The second problem is the END STATE. Military operations need clear and compelling military objectives. For Kosovo it was: Serbs out, Kosovars back/peacekeepers in. For Afghanistan, destroying the Taliban and Al Quada military capability. For Iraq, "regime change" does not stack up. It sounds like a grudge between Bush and Saddam. Much better, as you have suggested, to make the objective ending the threat to the international community from Iraqi WMD before Saddam uses it or gives it to terrorists. This is at once easier to justify in terms of international law but also more demanding. Regime change that produced another Sunni General still in charge of an active Iraqi WMD programme would be a bad outcome (not least because it would be almost impossible to maintain UN sanctions to a new leader who came in promising a fresh start). As with the fight against UBL, Bush would do well to de-personalise the objective, focus on elimination of WMD and show that he is serious about UN inspectors as the first choice means of achieving that (it is win/win for him: either Saddam against all the odds allows Inspectors to operate freely in which case we can further hobble his WMD programmes, or he blocks/hinders, and we are on stronger ground for switching to other methods).

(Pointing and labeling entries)
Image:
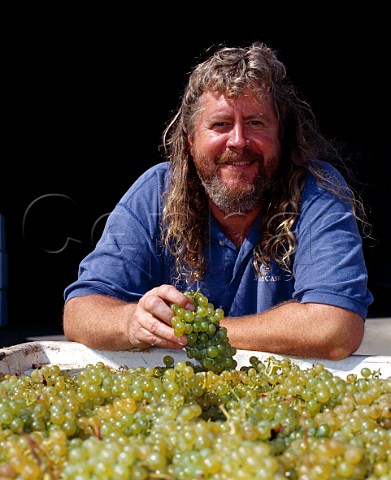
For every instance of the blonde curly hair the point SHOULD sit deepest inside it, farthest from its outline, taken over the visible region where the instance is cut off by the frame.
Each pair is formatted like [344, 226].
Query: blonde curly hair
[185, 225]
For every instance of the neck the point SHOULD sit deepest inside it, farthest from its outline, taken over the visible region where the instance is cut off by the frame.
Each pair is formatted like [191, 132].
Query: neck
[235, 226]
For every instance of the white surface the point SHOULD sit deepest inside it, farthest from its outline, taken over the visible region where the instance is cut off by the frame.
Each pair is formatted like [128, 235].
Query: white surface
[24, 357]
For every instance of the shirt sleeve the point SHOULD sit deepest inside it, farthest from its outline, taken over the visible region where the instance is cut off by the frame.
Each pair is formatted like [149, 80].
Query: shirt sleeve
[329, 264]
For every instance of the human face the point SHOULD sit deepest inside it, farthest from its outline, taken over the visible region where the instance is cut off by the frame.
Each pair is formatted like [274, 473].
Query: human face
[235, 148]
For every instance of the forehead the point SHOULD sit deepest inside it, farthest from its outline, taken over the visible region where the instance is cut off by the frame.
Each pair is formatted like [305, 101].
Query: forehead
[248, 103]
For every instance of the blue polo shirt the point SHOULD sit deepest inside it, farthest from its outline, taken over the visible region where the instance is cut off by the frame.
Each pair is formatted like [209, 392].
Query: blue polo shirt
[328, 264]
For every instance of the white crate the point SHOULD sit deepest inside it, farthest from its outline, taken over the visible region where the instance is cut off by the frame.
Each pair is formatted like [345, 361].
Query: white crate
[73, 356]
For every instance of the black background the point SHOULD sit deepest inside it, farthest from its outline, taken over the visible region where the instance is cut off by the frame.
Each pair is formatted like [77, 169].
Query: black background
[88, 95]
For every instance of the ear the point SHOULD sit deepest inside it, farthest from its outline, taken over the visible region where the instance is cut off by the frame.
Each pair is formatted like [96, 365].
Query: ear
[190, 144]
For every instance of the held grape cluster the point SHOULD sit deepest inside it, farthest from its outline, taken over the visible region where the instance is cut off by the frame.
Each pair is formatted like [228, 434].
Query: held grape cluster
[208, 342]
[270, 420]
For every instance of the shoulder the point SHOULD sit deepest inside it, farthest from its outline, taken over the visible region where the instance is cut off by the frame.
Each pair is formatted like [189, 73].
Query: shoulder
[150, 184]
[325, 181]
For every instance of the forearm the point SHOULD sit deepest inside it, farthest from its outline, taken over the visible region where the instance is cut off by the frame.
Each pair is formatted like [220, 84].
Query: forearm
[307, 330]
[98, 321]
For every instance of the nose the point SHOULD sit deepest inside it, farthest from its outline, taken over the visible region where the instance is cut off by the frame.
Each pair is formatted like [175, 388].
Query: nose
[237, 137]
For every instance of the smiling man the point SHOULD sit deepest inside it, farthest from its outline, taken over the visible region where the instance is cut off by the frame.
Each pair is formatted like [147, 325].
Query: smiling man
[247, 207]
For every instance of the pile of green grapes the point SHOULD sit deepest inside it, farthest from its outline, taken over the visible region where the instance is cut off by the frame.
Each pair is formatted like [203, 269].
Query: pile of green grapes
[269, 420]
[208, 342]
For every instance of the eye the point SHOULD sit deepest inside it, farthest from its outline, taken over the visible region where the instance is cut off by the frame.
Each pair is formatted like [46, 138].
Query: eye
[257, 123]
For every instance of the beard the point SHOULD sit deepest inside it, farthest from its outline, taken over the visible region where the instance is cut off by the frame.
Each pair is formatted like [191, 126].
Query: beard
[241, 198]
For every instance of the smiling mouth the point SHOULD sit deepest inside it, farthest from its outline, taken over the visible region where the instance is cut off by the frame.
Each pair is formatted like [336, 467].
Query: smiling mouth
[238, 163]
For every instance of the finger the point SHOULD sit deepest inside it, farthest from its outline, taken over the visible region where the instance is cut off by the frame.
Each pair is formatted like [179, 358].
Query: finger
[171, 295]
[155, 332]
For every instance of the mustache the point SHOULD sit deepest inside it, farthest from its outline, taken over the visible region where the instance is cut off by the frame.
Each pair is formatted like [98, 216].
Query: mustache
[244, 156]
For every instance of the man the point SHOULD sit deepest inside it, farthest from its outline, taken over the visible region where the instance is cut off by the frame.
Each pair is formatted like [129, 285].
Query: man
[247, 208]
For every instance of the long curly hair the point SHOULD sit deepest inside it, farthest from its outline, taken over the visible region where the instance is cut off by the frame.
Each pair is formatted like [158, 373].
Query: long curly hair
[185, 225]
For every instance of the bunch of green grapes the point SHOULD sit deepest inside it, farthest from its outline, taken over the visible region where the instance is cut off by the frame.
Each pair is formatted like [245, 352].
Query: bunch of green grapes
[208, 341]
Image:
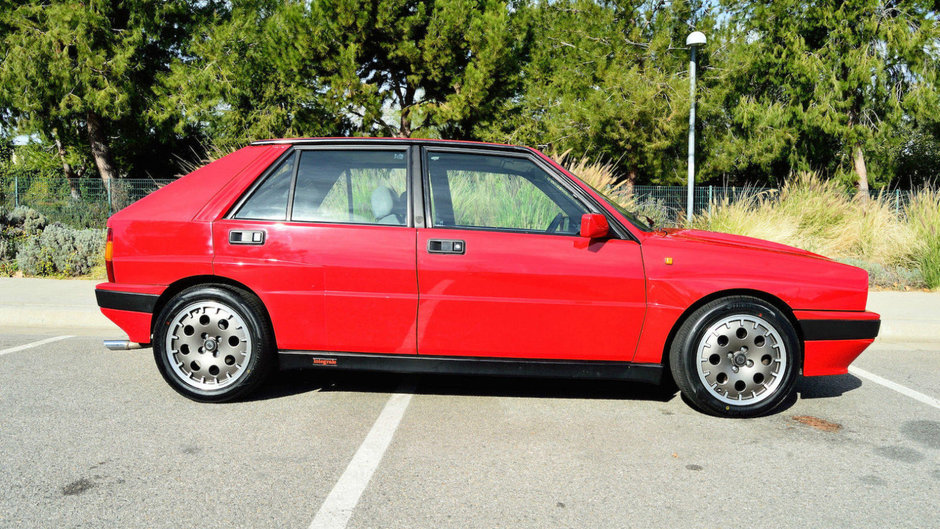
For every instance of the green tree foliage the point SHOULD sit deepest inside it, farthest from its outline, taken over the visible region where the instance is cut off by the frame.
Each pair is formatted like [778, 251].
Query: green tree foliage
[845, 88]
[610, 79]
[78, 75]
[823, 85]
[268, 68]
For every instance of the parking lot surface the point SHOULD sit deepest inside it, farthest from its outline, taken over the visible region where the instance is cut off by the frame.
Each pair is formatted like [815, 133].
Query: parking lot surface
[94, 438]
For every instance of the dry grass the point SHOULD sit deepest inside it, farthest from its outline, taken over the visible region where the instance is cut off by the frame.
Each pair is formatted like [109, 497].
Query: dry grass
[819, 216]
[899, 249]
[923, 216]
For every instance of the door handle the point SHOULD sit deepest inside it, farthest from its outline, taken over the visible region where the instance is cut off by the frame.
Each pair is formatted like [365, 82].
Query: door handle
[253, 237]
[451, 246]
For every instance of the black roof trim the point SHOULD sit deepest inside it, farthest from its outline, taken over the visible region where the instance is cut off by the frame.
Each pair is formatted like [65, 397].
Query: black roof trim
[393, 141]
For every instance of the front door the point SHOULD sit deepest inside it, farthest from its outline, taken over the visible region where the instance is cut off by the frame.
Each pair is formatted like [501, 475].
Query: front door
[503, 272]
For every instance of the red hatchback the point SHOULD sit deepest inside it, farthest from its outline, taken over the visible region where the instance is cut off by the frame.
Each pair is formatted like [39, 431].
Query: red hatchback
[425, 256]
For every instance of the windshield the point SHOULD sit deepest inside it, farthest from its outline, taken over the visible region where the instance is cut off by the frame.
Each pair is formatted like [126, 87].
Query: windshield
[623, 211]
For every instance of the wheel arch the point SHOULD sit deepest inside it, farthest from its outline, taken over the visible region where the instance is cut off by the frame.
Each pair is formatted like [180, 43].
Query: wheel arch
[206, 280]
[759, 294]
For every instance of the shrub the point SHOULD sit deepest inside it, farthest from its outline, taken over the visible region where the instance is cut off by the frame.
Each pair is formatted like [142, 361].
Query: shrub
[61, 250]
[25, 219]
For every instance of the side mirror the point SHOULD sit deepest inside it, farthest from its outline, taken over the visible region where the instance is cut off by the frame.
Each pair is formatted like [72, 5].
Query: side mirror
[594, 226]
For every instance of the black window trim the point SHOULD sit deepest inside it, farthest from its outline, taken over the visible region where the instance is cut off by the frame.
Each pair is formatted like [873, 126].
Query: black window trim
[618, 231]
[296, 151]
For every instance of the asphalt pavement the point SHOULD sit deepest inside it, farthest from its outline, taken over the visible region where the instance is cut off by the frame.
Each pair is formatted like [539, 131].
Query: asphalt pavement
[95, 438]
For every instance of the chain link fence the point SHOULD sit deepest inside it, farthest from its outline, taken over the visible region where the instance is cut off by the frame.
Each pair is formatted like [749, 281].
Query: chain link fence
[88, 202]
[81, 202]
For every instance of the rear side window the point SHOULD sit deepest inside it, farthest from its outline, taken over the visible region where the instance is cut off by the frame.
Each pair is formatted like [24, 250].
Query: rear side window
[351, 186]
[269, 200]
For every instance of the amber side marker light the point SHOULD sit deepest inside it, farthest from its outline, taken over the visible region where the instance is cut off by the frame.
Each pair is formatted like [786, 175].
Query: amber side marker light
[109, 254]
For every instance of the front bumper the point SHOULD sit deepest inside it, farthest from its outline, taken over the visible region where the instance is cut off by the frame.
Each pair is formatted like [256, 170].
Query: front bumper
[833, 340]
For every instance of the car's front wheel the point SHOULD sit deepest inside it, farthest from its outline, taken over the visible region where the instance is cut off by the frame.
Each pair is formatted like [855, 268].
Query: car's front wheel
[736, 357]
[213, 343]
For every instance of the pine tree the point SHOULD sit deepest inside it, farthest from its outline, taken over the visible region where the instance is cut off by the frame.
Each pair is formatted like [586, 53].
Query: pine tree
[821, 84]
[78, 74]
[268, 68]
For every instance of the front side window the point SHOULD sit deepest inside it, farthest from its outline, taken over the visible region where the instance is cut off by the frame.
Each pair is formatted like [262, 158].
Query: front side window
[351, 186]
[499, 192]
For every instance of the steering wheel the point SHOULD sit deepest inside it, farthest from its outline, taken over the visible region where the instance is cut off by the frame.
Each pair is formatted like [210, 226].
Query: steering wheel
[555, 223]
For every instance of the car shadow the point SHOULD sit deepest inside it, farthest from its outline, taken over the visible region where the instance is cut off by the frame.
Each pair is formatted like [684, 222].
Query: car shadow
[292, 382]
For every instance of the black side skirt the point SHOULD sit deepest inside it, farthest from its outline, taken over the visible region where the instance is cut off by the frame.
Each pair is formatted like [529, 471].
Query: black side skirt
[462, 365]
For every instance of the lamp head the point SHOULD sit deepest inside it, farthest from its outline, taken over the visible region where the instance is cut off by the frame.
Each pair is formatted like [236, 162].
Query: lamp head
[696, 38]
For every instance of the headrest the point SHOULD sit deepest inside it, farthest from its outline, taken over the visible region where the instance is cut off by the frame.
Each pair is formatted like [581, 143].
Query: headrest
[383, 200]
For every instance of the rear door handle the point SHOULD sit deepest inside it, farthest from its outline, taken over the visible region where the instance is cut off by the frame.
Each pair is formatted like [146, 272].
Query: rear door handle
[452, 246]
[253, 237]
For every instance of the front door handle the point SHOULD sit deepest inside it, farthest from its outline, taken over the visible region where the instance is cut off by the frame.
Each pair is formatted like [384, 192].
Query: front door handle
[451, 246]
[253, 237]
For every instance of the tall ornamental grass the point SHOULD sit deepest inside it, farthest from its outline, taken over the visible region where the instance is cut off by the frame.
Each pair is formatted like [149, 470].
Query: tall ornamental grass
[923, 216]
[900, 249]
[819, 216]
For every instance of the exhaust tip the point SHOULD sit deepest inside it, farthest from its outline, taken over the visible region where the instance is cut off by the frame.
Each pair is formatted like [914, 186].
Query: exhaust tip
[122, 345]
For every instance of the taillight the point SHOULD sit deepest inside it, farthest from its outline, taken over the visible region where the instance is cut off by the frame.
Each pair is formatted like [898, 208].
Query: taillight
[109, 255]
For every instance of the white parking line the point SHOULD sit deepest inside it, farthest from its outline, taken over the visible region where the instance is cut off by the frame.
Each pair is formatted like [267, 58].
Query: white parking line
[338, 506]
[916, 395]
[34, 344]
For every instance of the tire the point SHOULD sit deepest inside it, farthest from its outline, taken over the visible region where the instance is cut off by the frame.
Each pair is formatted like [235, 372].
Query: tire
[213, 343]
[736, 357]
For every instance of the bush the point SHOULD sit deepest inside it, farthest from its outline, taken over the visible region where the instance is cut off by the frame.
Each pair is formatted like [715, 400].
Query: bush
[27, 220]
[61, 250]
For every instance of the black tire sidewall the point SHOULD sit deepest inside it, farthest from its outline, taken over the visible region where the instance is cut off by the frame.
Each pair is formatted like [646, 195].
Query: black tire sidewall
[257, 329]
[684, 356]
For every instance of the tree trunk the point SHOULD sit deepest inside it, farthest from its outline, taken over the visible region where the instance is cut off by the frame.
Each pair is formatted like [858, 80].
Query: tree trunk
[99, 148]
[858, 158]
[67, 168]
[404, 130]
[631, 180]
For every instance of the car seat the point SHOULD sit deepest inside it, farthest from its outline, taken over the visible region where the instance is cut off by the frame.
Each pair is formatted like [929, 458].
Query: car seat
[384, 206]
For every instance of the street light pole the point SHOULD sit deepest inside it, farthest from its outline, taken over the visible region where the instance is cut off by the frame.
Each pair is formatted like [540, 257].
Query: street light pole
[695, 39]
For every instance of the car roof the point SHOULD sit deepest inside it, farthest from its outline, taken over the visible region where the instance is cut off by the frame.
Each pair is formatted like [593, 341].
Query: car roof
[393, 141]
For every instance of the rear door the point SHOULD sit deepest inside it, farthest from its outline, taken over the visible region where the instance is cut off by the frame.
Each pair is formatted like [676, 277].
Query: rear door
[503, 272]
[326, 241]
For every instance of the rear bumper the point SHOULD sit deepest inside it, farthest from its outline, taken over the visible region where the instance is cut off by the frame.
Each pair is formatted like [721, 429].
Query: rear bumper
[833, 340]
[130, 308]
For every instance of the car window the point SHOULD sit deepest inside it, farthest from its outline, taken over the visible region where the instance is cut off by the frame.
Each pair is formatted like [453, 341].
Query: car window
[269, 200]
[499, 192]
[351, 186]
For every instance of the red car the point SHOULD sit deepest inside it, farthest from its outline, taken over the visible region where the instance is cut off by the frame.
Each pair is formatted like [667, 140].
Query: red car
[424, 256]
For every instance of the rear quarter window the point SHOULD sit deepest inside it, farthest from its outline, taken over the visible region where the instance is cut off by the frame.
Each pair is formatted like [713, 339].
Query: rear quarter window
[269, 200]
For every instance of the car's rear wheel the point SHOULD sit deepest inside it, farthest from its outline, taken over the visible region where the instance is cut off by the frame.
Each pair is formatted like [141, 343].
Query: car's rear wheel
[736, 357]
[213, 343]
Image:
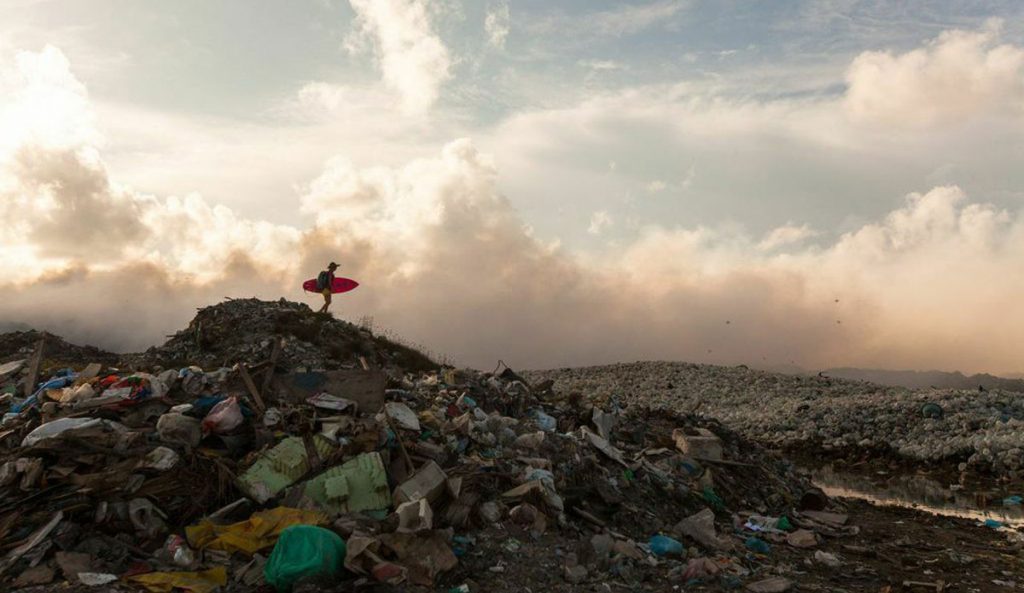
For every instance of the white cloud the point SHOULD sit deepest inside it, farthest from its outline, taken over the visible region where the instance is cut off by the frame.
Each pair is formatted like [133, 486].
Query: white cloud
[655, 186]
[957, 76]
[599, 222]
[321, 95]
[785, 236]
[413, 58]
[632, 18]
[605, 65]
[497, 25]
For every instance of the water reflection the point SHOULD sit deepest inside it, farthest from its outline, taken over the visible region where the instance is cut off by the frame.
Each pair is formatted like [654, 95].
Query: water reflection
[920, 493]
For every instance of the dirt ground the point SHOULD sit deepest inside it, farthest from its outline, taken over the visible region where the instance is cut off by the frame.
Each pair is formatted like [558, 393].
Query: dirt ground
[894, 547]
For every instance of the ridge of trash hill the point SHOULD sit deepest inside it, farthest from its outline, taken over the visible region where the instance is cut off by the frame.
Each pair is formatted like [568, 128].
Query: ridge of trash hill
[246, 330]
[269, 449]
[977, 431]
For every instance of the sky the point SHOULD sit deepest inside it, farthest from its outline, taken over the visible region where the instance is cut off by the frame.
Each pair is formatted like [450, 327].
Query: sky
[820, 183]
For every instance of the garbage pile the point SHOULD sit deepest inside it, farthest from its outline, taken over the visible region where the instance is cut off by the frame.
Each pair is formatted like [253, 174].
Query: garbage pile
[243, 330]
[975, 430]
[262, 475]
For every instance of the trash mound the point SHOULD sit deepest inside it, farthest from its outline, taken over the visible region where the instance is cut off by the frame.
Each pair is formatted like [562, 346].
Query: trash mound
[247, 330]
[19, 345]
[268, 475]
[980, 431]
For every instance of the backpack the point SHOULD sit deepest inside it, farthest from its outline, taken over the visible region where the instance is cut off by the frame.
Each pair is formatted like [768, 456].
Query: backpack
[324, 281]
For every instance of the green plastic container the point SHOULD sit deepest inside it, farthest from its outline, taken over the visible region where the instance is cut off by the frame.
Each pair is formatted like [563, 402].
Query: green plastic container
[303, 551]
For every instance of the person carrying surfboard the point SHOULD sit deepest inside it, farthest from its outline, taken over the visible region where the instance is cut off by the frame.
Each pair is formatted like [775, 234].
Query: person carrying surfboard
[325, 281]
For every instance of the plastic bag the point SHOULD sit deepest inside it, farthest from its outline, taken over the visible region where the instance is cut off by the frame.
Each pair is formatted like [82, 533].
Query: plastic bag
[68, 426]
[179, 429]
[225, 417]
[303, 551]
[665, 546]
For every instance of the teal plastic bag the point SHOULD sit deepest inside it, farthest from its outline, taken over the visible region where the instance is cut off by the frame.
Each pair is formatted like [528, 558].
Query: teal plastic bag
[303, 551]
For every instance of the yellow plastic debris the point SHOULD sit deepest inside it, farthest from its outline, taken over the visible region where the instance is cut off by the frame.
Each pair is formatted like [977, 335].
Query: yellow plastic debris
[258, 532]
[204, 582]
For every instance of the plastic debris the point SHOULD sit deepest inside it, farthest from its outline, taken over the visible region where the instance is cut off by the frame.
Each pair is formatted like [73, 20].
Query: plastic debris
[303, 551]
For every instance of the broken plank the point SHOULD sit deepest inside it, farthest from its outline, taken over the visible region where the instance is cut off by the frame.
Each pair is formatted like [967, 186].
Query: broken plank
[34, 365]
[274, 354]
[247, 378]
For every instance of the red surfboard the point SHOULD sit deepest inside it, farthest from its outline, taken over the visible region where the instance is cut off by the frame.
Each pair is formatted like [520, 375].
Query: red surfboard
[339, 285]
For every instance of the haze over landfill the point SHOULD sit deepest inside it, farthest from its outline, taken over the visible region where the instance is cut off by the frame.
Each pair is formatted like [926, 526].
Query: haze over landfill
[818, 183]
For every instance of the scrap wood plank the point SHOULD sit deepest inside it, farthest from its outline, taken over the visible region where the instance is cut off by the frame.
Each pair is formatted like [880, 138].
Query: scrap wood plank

__TASKS TO CARRY OUT__
(1) Answer these questions from the passage on the Iraq end state:
(a) What objective does it give for Kosovo?
(b) According to the passage, what does "regime change" sound like?
(c) What result of regime change would be a bad outcome?
(2) Translate this sentence from the passage on the Iraq end state into Spanish: "Military operations need clear and compelling military objectives."
(3) Write what comes next in the passage on the Iraq end state, picking up after its final sentence.

__TASK RESPONSES__
(1)
(a) Serbs out, Kosovars back/peacekeepers in.
(b) A grudge between Bush and Saddam.
(c) One that produced another Sunni General still in charge of an active Iraqi WMD programme.

(2) Las operaciones militares necesitan objetivos militares claros y convincentes.

(3)
It is rather clear that regime change was what the US had to go on and it took the UK to fill in the blanks with better reasoning. It is also clear that the UK did not want unclassified documents published until they could match theirs with the US documents in detail (which did not match to this point). Another clear picture is that the UK/US wanted to have a certain amount of control over who Iraq's new leadership would be, therefore denying the Iraqi people of electing their choices and only allowing them US/UK sponsored choices. Don't you just love selective democrasy! It is also crystal clear that the idea was to pressure Saddam into doing the wrong thing (possibly denying UN Inspectors) to give us a valid reason for military action since no valid reason existed. Saddam was no imminent threat and it was known. He could not be pressured or goaded into war so when the time came, Bush denied the UN Inspectors the time they needed and plunged us into war. If he would have allowed the inspectors to do their job, no WMD would have been found and no war would have taken place. This memo was marked as: IRAQ: ADVICE TO THE PRIME MINISTER.

March 25. 2002 - Memo written by Jack Straw (Foriegn and Commonwealth Office)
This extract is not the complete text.